**Text under study**
+ + + +
Dumbo octopuses are named for the elephant-ear-like fins they use to navigate the deep sea, but until recently, when and how they developed those floppy appendages were a mystery. Now, for the first time, researchers have caught a newborn Dumbo octopus on tape. As reported in the journal Current Biology, they discovered that the creatures are equipped with the fins from the moment they hatch.

Study co-author Tim Shank, a researcher at the Woods Hole Oceanographic Institution in Massachusetts, spotted the octopus in 2005. During a research expedition in the North Atlantic, one of the remotely operated vehicles he was working with collected several coral branches with something strange attached to them. It looked like a bunch of sandy-colored golf balls at first, but then he realized it was an egg sac.

He and his fellow researchers eventually classified the hatchling that emerged as a member of the genus Grimpoteuthis. In other words, it was a Dumbo octopus, though they couldn't determine the exact species. But you wouldn't need a biology degree to spot its resemblance to Disney's famous elephant, as you can see in the video below.

The octopus hatched with a set of functional fins that allowed it to swim around and hunt right away, and an MRI scan revealed fully-developed internal organs and a complex nervous system. As the researchers wrote in their study, Dumbo octopuses enter the world as "competent juveniles" ready to jump straight into adult life.

Grimpoteuthis spends its life in the deep ocean, which makes it difficult to study. Scientists hope the newly-reported findings will make it easier to identify Grimpoteuthis eggs and hatchlings for future research.
+ + + +
**Set of tasks**
1. Answer these questions about the Dumbo octopus article:
(a) In which journal were the findings reported?
(b) What did the egg sac look like at first?
(c) What did the MRI scan of the hatchling reveal?
2. Reproduce the part of the Dumbo octopus article between "The octopus hatched" and "into adult life.", inclusive, without changing a word.

**Excerpted records**
+ + + +
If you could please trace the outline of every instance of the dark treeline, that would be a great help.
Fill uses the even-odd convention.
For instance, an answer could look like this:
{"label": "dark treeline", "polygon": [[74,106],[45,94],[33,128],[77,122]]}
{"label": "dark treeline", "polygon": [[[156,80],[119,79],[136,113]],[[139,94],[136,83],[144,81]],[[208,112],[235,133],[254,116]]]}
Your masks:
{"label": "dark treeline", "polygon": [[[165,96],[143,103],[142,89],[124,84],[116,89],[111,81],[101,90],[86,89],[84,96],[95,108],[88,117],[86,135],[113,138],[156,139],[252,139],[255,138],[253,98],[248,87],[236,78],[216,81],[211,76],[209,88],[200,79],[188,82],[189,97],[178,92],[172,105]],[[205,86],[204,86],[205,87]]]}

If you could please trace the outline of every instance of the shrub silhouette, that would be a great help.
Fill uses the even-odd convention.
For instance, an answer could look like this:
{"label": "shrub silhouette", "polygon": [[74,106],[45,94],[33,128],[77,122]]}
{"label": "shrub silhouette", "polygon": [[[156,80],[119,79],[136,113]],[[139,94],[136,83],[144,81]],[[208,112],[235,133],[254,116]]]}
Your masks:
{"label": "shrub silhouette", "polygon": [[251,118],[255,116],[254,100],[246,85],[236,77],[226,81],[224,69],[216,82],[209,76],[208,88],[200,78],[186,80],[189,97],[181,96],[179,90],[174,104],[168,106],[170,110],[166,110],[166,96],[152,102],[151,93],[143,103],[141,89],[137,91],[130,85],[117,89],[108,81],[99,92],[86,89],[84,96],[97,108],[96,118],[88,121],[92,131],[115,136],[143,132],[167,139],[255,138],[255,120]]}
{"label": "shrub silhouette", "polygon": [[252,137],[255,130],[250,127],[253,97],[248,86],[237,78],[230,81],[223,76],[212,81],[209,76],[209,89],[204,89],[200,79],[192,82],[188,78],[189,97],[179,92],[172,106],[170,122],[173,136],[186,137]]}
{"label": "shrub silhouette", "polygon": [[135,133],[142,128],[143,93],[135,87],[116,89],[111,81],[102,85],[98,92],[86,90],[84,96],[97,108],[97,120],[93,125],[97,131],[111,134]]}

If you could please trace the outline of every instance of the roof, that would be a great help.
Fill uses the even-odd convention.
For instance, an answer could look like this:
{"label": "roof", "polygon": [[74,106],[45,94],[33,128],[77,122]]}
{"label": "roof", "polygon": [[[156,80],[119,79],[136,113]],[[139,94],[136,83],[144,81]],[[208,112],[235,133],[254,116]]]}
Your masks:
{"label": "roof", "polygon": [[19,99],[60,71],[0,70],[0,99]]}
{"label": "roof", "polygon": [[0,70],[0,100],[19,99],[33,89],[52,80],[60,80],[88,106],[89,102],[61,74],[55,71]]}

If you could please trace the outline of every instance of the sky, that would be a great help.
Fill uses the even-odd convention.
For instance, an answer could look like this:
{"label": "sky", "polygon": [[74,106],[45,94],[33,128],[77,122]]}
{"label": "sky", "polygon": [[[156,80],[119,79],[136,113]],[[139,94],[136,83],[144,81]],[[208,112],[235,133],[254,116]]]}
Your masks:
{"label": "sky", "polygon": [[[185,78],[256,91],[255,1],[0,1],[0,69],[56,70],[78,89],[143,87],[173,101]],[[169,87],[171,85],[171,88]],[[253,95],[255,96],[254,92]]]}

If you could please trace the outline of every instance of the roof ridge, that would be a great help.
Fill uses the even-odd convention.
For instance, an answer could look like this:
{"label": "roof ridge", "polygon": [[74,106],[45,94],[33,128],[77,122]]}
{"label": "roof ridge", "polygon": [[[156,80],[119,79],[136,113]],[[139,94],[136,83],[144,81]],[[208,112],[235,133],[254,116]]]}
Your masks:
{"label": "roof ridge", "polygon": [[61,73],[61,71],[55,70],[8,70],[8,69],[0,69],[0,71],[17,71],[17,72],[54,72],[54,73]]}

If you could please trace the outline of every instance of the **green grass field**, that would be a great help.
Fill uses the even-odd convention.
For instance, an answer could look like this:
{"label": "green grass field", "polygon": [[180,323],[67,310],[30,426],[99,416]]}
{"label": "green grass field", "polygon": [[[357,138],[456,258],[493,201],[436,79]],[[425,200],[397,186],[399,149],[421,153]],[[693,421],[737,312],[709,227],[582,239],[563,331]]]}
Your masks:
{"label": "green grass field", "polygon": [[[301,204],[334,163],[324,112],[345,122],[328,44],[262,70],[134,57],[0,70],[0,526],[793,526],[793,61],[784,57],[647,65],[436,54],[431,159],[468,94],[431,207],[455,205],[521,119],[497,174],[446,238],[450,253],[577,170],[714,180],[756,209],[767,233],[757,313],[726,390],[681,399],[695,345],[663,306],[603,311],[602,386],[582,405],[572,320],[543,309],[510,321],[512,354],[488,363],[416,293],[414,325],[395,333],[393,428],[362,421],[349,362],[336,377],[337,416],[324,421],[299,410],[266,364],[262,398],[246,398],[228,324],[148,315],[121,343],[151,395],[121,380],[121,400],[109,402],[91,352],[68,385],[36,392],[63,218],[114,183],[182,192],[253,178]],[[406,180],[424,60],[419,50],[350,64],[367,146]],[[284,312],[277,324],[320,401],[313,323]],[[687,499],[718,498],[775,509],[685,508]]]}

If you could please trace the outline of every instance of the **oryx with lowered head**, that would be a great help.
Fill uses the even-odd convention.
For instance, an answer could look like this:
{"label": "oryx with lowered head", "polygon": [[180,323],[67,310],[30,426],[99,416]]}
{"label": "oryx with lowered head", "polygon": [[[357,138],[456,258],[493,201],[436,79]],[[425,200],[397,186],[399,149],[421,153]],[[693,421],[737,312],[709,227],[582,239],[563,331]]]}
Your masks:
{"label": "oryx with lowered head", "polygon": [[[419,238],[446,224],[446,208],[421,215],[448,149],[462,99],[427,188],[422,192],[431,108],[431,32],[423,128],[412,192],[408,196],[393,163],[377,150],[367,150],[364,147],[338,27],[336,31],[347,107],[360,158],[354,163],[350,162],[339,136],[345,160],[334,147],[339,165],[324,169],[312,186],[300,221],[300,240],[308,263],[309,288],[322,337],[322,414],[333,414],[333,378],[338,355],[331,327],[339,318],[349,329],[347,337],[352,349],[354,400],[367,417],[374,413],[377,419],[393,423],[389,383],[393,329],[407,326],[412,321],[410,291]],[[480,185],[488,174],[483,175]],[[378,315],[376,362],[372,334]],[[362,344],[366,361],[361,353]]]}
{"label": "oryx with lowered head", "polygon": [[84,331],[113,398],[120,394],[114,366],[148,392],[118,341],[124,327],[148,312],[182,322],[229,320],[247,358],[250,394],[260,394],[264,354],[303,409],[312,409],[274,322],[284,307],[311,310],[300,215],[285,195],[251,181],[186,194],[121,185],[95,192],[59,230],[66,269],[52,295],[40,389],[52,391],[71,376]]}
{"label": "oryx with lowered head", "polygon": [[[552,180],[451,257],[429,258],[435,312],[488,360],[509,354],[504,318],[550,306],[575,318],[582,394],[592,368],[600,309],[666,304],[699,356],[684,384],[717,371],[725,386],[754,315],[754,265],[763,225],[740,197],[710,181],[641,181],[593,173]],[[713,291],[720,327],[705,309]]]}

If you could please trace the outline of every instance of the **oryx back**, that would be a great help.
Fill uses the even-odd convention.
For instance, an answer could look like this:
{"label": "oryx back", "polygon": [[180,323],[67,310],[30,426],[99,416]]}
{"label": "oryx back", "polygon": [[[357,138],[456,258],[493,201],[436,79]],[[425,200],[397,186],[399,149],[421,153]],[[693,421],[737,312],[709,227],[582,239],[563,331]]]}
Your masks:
+ + + +
**Answers in order**
1.
(a) Current Biology
(b) A bunch of sandy-colored golf balls
(c) Fully-developed internal organs and a complex nervous system

2.
The octopus hatched with a set of functional fins that allowed it to swim around and hunt right away, and an MRI scan revealed fully-developed internal organs and a complex nervous system. As the researchers wrote in their study, Dumbo octopuses enter the world as "competent juveniles" ready to jump straight into adult life.